=== JOB ===
Only the lines from the one containing "[tag] pool of water: a pin per instance" to the end of the material are to be copied, exactly and in full; images stay out.

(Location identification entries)
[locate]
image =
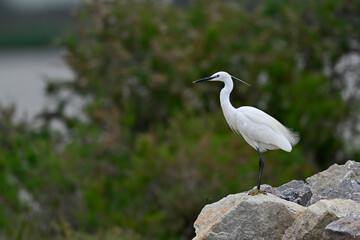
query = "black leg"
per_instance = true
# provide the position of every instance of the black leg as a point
(261, 166)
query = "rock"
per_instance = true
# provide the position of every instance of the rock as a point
(295, 191)
(332, 210)
(310, 224)
(241, 216)
(346, 228)
(338, 181)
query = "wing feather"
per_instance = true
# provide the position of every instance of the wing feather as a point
(261, 127)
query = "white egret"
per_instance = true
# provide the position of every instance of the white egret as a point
(260, 130)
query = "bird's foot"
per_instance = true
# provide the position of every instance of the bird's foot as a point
(256, 192)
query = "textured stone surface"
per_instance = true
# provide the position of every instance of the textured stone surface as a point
(338, 181)
(332, 208)
(241, 216)
(310, 224)
(346, 228)
(295, 191)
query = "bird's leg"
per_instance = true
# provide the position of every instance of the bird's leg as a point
(261, 166)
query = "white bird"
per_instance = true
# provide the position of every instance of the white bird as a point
(260, 130)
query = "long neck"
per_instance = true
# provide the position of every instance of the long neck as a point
(225, 96)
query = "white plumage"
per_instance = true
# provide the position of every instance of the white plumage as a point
(260, 130)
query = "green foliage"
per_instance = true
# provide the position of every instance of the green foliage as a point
(155, 148)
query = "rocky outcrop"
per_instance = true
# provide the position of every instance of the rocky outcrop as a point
(346, 228)
(245, 215)
(326, 206)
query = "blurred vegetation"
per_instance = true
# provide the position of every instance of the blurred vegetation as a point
(155, 148)
(20, 29)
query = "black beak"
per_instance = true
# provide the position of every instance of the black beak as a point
(205, 79)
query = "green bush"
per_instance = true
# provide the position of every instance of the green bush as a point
(155, 148)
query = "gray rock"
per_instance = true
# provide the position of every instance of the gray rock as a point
(241, 216)
(310, 224)
(338, 181)
(295, 191)
(346, 228)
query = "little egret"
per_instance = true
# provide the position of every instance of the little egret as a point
(260, 130)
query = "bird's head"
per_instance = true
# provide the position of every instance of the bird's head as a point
(221, 77)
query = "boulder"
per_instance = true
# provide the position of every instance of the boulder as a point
(296, 191)
(311, 223)
(338, 181)
(241, 216)
(346, 228)
(326, 206)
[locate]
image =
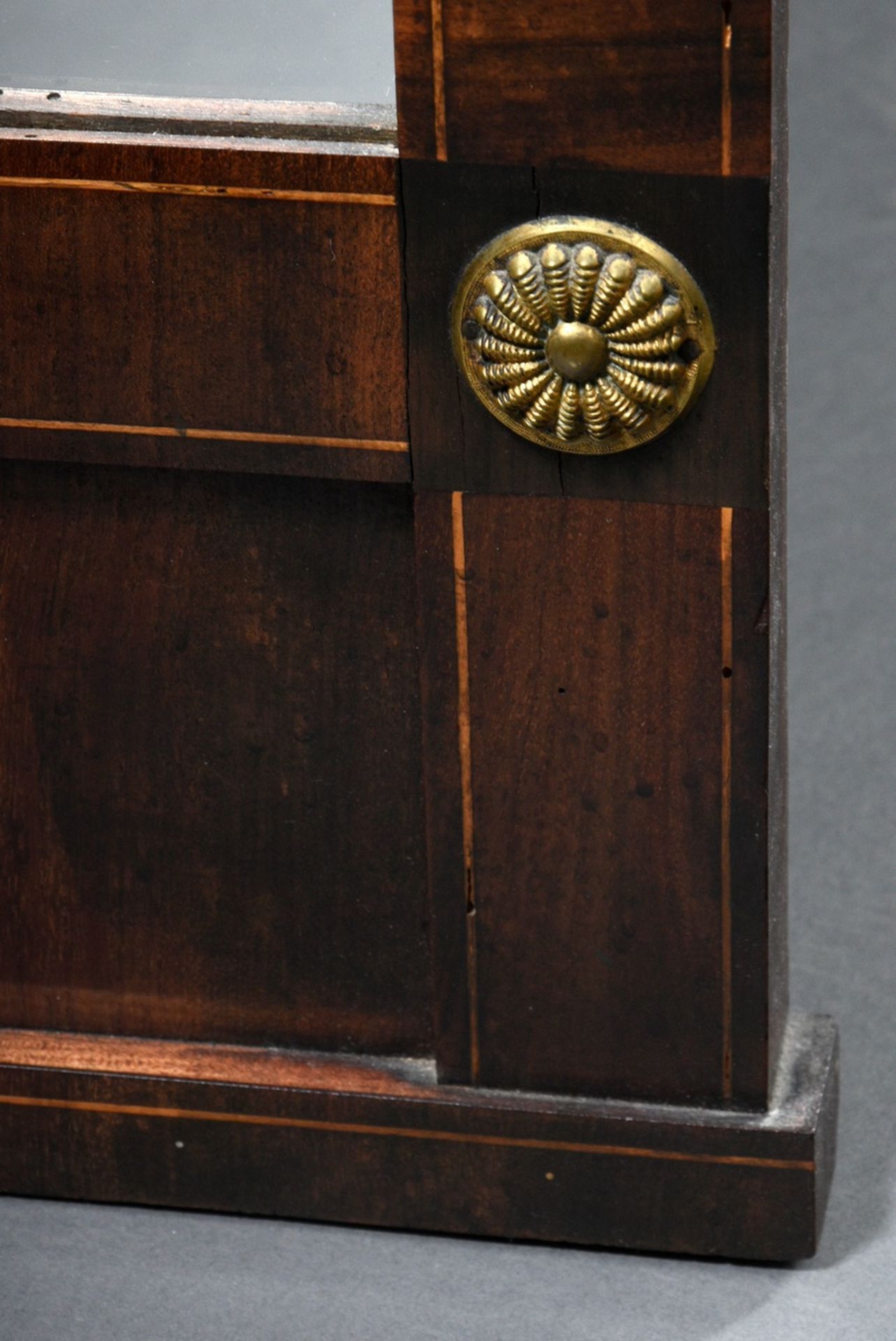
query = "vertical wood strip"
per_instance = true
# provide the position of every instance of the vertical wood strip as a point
(439, 81)
(726, 90)
(727, 645)
(466, 771)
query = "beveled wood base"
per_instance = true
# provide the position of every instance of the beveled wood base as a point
(373, 1141)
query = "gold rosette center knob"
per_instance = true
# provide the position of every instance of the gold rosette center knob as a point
(575, 352)
(582, 335)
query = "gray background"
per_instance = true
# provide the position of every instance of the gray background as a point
(116, 1274)
(309, 50)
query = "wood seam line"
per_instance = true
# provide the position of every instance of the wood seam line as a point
(439, 80)
(167, 188)
(727, 651)
(464, 752)
(207, 434)
(409, 1132)
(726, 90)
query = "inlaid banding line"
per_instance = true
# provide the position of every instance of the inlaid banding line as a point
(464, 752)
(727, 651)
(408, 1132)
(726, 89)
(168, 188)
(207, 435)
(439, 81)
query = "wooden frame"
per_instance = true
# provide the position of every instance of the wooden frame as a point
(396, 809)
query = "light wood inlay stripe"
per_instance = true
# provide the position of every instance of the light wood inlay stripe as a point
(727, 648)
(408, 1132)
(726, 90)
(439, 81)
(221, 435)
(167, 188)
(466, 772)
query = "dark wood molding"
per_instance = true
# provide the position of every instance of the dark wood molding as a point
(393, 1148)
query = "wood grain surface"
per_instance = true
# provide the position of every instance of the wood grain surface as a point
(439, 1157)
(676, 86)
(718, 455)
(210, 759)
(227, 295)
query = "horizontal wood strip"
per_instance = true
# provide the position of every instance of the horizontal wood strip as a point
(212, 434)
(412, 1134)
(167, 188)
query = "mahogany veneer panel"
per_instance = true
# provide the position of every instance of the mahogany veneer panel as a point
(202, 297)
(655, 87)
(616, 793)
(210, 759)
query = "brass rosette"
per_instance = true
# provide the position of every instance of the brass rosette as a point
(582, 335)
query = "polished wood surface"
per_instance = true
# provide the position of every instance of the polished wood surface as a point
(617, 796)
(418, 1155)
(210, 763)
(677, 86)
(175, 305)
(395, 812)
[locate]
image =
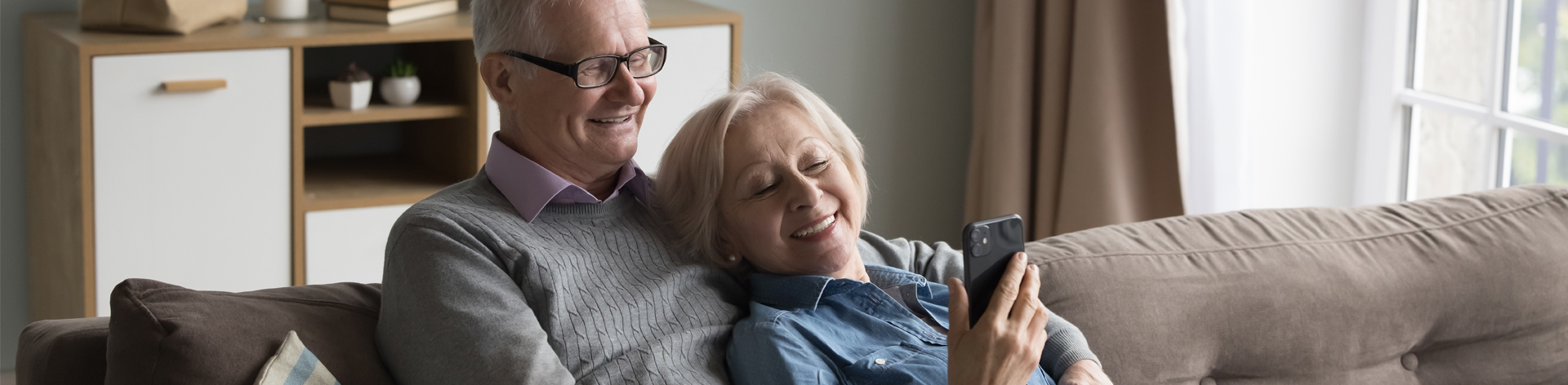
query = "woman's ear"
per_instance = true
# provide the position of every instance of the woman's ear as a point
(729, 252)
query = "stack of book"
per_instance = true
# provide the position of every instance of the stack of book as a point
(388, 11)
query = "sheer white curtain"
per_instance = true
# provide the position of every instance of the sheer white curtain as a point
(1208, 69)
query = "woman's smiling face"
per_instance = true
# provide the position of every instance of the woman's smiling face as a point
(787, 202)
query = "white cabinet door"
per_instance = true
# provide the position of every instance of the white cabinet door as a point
(347, 245)
(695, 73)
(192, 188)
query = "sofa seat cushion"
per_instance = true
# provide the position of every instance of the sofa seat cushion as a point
(1457, 290)
(165, 334)
(63, 351)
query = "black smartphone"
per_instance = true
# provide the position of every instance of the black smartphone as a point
(988, 246)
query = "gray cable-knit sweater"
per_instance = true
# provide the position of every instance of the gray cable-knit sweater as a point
(590, 293)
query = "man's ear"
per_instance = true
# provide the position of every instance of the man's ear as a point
(497, 77)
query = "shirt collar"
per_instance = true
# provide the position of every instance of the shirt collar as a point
(529, 187)
(806, 291)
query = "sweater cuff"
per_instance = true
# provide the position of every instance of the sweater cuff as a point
(1062, 352)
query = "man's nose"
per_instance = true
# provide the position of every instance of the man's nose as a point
(623, 88)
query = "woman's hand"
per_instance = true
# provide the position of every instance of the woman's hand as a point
(1000, 347)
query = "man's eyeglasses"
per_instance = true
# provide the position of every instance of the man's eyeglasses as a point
(598, 71)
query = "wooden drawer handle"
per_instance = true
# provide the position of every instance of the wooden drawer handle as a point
(195, 85)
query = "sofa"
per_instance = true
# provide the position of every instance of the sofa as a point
(1455, 290)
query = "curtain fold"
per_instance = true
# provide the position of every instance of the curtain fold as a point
(1073, 115)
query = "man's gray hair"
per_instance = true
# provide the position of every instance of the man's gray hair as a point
(516, 25)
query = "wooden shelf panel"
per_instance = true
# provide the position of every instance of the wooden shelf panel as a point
(366, 182)
(315, 115)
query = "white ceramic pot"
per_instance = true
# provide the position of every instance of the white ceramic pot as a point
(350, 95)
(400, 91)
(286, 10)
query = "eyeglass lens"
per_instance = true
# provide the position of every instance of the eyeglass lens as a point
(599, 71)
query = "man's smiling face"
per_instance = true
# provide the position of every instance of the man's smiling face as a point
(586, 126)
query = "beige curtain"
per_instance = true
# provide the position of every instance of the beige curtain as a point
(1073, 116)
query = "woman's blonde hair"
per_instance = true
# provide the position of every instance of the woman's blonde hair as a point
(692, 173)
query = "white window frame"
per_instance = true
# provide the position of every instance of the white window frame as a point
(1383, 157)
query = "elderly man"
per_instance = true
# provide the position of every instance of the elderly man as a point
(549, 267)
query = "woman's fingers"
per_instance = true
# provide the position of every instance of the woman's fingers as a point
(1041, 318)
(1005, 290)
(957, 310)
(1027, 296)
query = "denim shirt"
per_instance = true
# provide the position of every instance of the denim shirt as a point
(813, 329)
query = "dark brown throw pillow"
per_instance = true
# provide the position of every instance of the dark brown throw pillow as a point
(167, 334)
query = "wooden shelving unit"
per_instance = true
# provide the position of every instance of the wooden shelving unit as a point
(327, 115)
(422, 148)
(368, 182)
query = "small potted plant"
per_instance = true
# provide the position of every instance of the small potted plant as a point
(400, 86)
(352, 90)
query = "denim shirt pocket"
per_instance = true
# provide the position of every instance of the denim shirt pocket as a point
(901, 364)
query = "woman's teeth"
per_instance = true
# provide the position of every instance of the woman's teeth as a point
(816, 229)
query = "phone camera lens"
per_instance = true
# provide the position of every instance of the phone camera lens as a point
(979, 240)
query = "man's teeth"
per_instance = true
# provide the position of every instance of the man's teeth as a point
(610, 121)
(816, 229)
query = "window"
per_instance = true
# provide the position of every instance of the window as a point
(1484, 96)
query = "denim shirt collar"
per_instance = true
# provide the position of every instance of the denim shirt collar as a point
(806, 291)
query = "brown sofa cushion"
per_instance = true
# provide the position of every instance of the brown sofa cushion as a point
(165, 334)
(63, 351)
(1455, 290)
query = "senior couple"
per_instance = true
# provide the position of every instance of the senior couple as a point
(560, 262)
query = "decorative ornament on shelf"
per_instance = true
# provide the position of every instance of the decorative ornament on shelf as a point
(352, 90)
(400, 86)
(286, 10)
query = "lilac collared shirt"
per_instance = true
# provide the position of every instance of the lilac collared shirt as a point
(529, 187)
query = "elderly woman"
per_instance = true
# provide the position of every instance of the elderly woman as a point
(767, 182)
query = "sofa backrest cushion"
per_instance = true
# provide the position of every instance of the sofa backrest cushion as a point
(63, 351)
(165, 334)
(1457, 290)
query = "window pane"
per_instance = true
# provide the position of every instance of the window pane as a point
(1459, 47)
(1537, 162)
(1450, 153)
(1540, 61)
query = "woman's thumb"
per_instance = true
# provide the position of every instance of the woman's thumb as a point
(957, 310)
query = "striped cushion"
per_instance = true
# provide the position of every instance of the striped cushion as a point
(294, 365)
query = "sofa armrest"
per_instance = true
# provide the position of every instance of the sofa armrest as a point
(63, 351)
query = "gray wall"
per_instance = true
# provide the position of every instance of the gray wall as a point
(898, 71)
(13, 215)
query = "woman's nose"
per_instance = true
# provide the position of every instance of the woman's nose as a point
(804, 194)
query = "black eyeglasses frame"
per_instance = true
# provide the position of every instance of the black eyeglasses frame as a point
(571, 69)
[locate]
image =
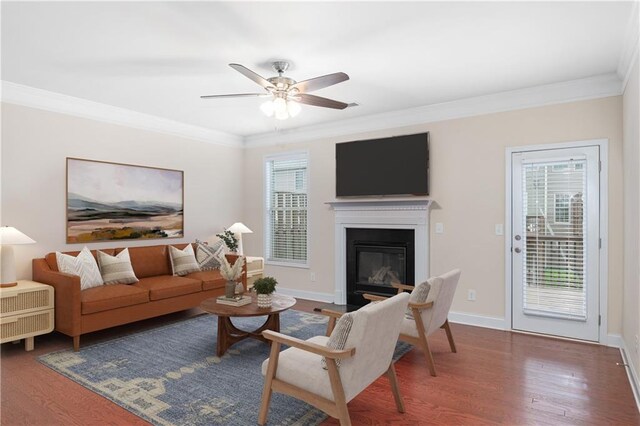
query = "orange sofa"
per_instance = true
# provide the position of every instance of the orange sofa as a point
(157, 293)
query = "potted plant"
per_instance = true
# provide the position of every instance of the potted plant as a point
(230, 240)
(264, 287)
(231, 274)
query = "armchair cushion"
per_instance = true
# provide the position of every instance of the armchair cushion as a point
(339, 336)
(303, 369)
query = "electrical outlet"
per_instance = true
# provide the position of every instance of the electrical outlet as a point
(471, 295)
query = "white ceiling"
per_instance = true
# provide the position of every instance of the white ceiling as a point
(159, 57)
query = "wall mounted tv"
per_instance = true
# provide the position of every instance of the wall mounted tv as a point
(391, 166)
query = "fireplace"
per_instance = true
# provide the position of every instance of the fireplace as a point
(387, 214)
(377, 258)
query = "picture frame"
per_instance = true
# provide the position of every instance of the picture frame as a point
(108, 201)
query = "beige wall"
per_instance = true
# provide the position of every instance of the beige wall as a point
(631, 151)
(467, 181)
(35, 144)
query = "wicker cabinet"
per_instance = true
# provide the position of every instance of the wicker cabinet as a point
(26, 310)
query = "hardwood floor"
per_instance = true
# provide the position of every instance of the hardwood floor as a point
(496, 377)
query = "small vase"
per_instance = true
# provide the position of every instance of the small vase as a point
(239, 289)
(264, 300)
(230, 289)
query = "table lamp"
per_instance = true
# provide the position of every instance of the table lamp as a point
(10, 236)
(239, 228)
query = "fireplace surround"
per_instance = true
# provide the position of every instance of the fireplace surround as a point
(382, 214)
(377, 258)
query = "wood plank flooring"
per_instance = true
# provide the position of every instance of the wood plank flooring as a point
(496, 377)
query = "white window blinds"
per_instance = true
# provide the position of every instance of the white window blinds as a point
(286, 209)
(554, 282)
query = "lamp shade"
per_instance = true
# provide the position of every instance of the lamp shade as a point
(10, 236)
(239, 228)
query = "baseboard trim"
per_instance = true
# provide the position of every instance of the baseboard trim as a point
(309, 295)
(478, 320)
(632, 374)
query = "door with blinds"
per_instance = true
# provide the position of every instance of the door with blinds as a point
(555, 242)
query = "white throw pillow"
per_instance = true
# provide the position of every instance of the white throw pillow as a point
(84, 265)
(183, 262)
(116, 269)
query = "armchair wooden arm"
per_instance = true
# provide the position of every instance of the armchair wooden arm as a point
(374, 297)
(402, 287)
(424, 305)
(308, 346)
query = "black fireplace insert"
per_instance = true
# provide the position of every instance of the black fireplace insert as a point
(377, 258)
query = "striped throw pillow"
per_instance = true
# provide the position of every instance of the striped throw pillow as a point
(208, 255)
(183, 262)
(84, 265)
(339, 336)
(116, 269)
(418, 295)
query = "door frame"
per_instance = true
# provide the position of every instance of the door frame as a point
(603, 144)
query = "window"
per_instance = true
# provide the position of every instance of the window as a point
(561, 208)
(286, 209)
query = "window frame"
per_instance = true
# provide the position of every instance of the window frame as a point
(266, 203)
(555, 207)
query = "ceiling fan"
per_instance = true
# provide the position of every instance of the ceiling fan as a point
(286, 93)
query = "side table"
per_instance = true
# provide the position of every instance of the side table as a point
(26, 310)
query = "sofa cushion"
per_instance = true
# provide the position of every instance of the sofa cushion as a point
(166, 286)
(149, 261)
(51, 259)
(183, 261)
(210, 279)
(109, 297)
(84, 265)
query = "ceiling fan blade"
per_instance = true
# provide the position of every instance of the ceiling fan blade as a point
(236, 95)
(253, 76)
(305, 98)
(321, 82)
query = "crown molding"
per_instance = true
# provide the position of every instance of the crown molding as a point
(19, 94)
(570, 91)
(630, 47)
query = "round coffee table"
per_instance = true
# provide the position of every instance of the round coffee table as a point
(228, 334)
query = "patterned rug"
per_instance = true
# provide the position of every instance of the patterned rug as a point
(171, 376)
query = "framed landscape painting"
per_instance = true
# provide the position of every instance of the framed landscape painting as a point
(111, 201)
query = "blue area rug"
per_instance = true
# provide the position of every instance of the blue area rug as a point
(171, 376)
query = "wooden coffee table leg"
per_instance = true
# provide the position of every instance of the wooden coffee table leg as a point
(222, 336)
(228, 334)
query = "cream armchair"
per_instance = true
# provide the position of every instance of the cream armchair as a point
(367, 354)
(431, 315)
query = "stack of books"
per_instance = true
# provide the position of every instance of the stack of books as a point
(234, 301)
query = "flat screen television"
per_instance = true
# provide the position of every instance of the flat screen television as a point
(391, 166)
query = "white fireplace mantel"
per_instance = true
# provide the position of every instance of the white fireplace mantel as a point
(384, 214)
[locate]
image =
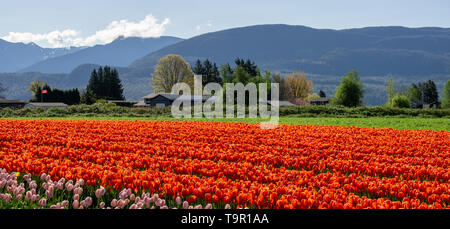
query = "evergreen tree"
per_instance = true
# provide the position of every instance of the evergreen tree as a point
(88, 97)
(106, 84)
(322, 94)
(446, 96)
(429, 92)
(1, 91)
(209, 71)
(350, 93)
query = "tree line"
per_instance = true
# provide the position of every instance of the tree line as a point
(416, 95)
(104, 84)
(294, 87)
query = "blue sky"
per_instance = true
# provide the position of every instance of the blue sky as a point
(76, 22)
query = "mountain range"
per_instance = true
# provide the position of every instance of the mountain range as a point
(408, 54)
(15, 56)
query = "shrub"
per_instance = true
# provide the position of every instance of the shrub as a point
(401, 102)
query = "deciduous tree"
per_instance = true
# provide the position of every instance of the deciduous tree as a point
(170, 70)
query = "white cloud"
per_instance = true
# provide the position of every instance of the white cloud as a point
(148, 27)
(55, 38)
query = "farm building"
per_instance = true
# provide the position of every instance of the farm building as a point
(165, 99)
(123, 103)
(281, 103)
(12, 103)
(47, 105)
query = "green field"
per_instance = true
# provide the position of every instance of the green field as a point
(377, 122)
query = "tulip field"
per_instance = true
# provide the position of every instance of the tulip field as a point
(192, 164)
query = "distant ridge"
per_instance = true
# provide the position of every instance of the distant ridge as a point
(15, 56)
(120, 52)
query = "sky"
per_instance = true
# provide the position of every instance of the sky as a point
(56, 23)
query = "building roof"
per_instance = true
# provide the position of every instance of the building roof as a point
(173, 97)
(48, 104)
(11, 101)
(141, 104)
(281, 103)
(166, 95)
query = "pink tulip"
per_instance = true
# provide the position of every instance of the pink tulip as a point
(88, 202)
(35, 197)
(28, 195)
(114, 203)
(75, 204)
(64, 203)
(43, 202)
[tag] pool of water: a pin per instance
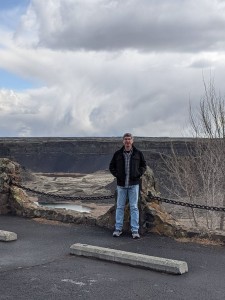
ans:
(75, 207)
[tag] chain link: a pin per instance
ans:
(185, 204)
(63, 196)
(150, 196)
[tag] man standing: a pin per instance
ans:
(127, 165)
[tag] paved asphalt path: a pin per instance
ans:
(38, 266)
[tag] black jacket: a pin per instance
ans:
(137, 166)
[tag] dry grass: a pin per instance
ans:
(202, 241)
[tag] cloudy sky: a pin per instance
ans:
(104, 67)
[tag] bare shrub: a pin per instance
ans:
(198, 177)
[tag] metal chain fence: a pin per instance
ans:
(186, 204)
(150, 196)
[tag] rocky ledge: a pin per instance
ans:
(153, 217)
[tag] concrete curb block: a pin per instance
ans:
(134, 259)
(7, 236)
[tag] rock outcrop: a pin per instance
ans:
(153, 218)
(14, 200)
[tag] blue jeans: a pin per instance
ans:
(132, 192)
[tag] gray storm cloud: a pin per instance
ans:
(105, 66)
(146, 25)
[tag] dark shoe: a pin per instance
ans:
(135, 235)
(117, 233)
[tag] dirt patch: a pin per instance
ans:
(50, 222)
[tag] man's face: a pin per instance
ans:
(128, 141)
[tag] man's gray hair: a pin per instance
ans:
(127, 134)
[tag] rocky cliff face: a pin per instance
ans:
(84, 155)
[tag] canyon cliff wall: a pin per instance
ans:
(83, 155)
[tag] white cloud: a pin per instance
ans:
(104, 67)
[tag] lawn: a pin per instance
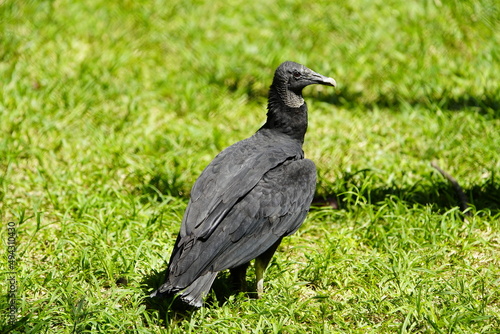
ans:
(109, 111)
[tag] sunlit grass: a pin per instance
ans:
(110, 111)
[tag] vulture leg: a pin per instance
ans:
(261, 264)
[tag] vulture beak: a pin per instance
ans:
(322, 80)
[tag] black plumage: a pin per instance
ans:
(249, 197)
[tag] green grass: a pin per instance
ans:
(109, 112)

=== THE COMPLETED TASK ===
[tag] pool of water: a pin per instance
ans:
(75, 207)
[tag] chain link: a pin per instance
ans:
(185, 204)
(63, 196)
(150, 196)
[tag] man standing: a pin per instance
ans:
(127, 165)
[tag] paved asphalt path: a pin per instance
ans:
(38, 266)
[tag] black jacket: a pin per instance
ans:
(137, 166)
[tag] dry grass: a pin per instance
ans:
(202, 241)
[tag] cloudy sky: a pin per instance
ans:
(104, 67)
[tag] bare shrub: a pin per instance
ans:
(198, 177)
[tag] metal chain fence: a pin per instance
ans:
(186, 204)
(150, 196)
[tag] rocky ledge: a pin per instance
ans:
(153, 217)
[tag] concrete curb block: a pin per instance
ans:
(134, 259)
(7, 236)
[tag] rock outcrop: a pin per instance
ans:
(153, 218)
(14, 200)
[tag] blue jeans: a pin per instance
ans:
(132, 192)
[tag] gray storm cloud: a pin per instance
ans:
(105, 66)
(146, 25)
[tag] dark shoe: a pin per instance
ans:
(135, 235)
(117, 233)
[tag] dirt patch: a pin per instance
ans:
(50, 222)
[tag] man's face: a pin per instance
ans:
(128, 141)
[tag] man's gray hair: a pin per instance
ans:
(127, 134)
[tag] rocky cliff face: a pin per instance
ans:
(84, 155)
[tag] canyon cliff wall: a pin per instance
ans:
(83, 155)
[tag] white cloud: a pin per instance
ans:
(104, 67)
[tag] lawn: a pin per instance
ans:
(109, 111)
[tag] sunlit grass: a pin per instance
ans:
(110, 111)
[tag] vulture leg: a pin per instance
ans:
(261, 264)
[tag] vulture beak: a pin per instance
ans:
(322, 80)
[tag] black plumage: a pin per instance
ans:
(249, 197)
[tag] green grass: a pin per instance
ans:
(109, 112)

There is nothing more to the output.